TRY IT: Retype, without any change, the line that contains "If you could tag the shallow" and every line that follows it to the end of the entries, and nothing else.
========
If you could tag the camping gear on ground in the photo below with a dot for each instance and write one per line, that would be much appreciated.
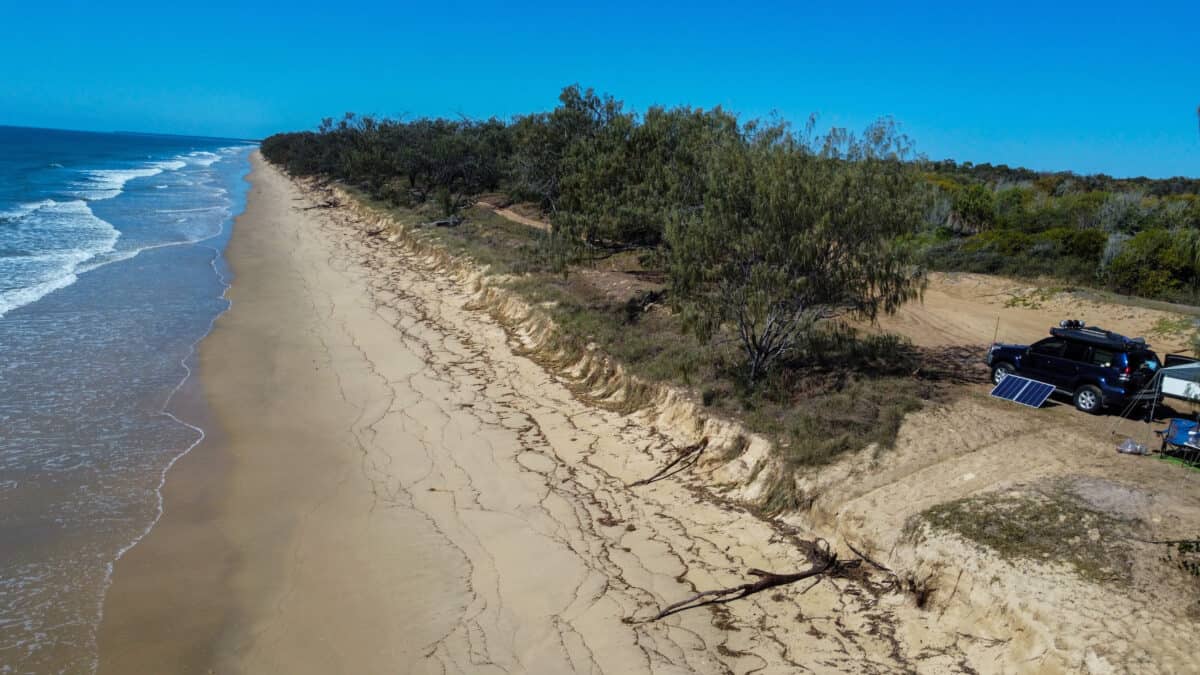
(1023, 390)
(1181, 435)
(1132, 447)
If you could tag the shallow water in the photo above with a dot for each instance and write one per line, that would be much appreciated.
(111, 272)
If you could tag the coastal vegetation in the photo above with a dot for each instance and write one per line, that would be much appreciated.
(755, 237)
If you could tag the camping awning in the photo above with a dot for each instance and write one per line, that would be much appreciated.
(1181, 381)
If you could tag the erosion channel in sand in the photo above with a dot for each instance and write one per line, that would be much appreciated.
(390, 488)
(394, 483)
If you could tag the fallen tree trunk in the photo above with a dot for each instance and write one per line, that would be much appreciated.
(822, 559)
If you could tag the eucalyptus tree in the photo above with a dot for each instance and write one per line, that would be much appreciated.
========
RESPONSE BELOW:
If you could tag the shallow water in the photo above with a dot for each instance and write one per line, that would be much appreciated.
(111, 272)
If you could tag the coastal vegetation in the photo above with a dot for each instance and write one per line, that would be much appreciated.
(755, 237)
If you could tag the camping awning in the photo above with a dot for each instance and write one per line, that would be much appreciated.
(1181, 381)
If you could tag the erosion channel in sand in the photo above with a dot for each instance and write one per line, that would be much appreciated.
(390, 488)
(394, 483)
If you could tag the fallen tree trunk in the photo above with a dot for each instance and write one per line, that would be much appreciated.
(822, 559)
If you could tag the eucalyptus tree in the photo above with a dot for each instance and write one per line, that would be much appreciated.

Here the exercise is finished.